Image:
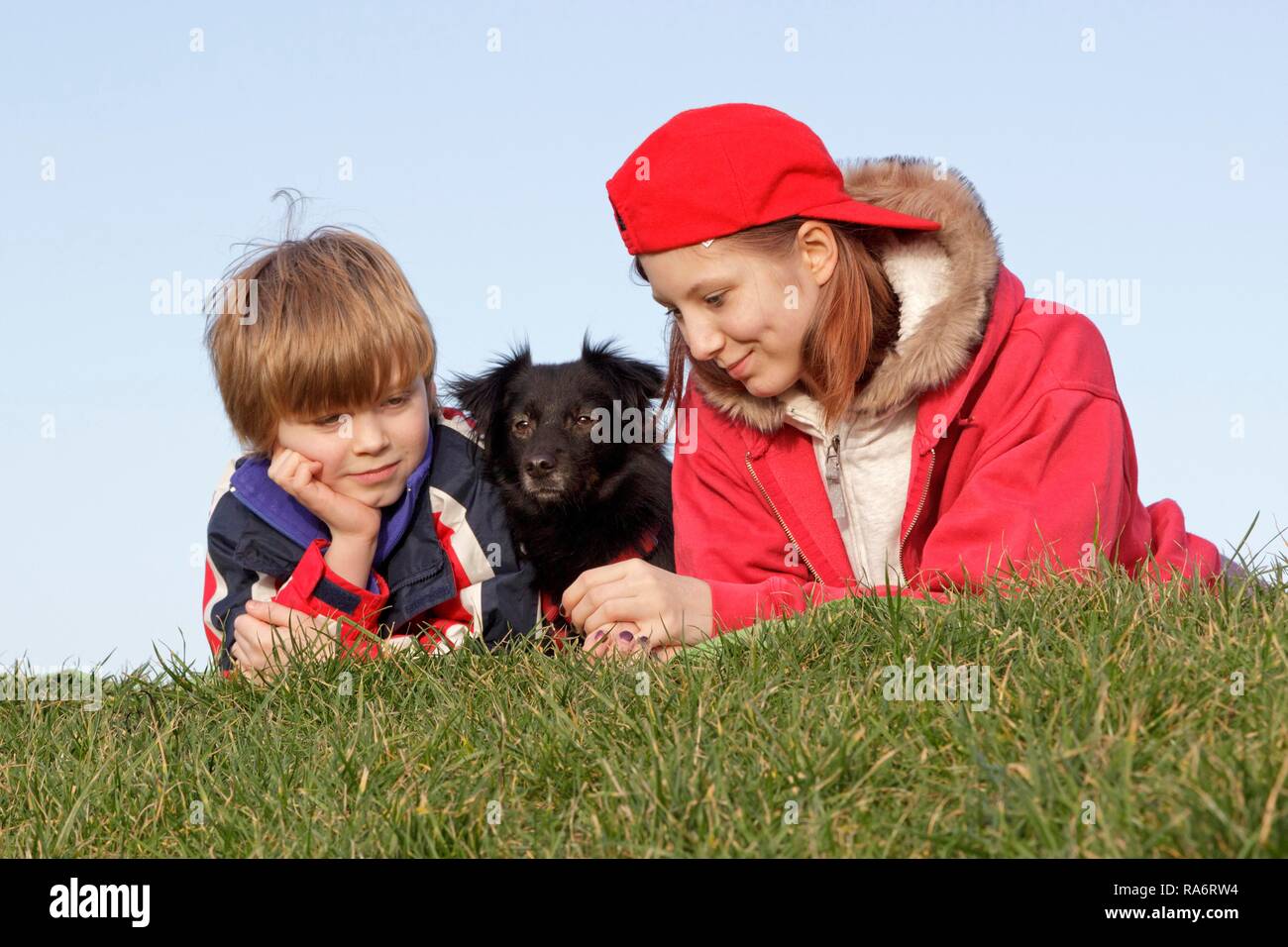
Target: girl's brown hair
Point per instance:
(310, 328)
(854, 325)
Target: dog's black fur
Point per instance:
(574, 502)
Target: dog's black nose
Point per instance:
(539, 466)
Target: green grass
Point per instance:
(1100, 693)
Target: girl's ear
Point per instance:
(483, 395)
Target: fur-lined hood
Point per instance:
(944, 281)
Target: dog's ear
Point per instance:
(483, 394)
(640, 382)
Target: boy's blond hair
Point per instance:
(310, 328)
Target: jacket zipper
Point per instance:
(781, 521)
(925, 492)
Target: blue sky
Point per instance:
(125, 157)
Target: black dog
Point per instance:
(578, 458)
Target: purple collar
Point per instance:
(292, 519)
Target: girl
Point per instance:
(877, 407)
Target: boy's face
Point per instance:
(393, 432)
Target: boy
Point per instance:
(359, 497)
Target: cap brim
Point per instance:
(859, 213)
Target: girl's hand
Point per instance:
(344, 515)
(662, 608)
(268, 637)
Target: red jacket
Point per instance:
(1021, 449)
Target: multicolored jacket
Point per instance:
(445, 567)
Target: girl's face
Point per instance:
(743, 311)
(393, 431)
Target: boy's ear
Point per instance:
(639, 382)
(483, 395)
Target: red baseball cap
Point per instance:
(712, 171)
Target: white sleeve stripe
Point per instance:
(465, 544)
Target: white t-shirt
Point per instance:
(864, 462)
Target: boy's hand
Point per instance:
(267, 637)
(344, 515)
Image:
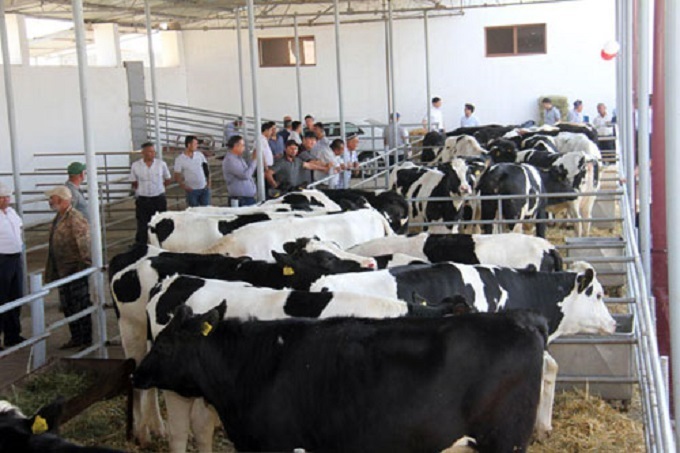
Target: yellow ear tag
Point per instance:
(39, 425)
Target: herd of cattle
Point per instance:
(313, 321)
(503, 160)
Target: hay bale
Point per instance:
(584, 423)
(561, 102)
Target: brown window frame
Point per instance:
(514, 28)
(289, 38)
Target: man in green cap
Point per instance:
(76, 176)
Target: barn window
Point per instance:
(515, 40)
(280, 52)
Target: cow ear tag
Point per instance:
(39, 425)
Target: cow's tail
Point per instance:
(556, 260)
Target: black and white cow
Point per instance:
(397, 385)
(258, 240)
(581, 171)
(507, 250)
(456, 146)
(447, 180)
(133, 274)
(36, 434)
(248, 302)
(512, 179)
(571, 301)
(390, 204)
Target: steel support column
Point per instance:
(644, 62)
(256, 100)
(427, 69)
(242, 88)
(341, 106)
(672, 114)
(297, 67)
(390, 48)
(152, 73)
(12, 125)
(91, 162)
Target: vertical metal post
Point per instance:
(390, 48)
(427, 68)
(644, 61)
(12, 125)
(628, 122)
(297, 67)
(256, 100)
(672, 67)
(240, 75)
(341, 106)
(388, 78)
(152, 73)
(38, 322)
(91, 162)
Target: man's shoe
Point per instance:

• WHAT TO DO:
The lines above starting at the one that contains "Target: brown window frame" and ending at the one that contains "Target: black and white cow" must be transcribed exactly, and no other lines may appear.

• ANSWER TO THIS TASK:
Target: brown window frame
Point per instance:
(514, 28)
(289, 38)
Target: man in green cap
Point per instance:
(76, 176)
Target: barn window
Point per instance:
(515, 40)
(280, 52)
Target: cow ear tag
Point per instance:
(39, 425)
Target: cow's tail
Point per instance:
(556, 260)
Target: black and white cow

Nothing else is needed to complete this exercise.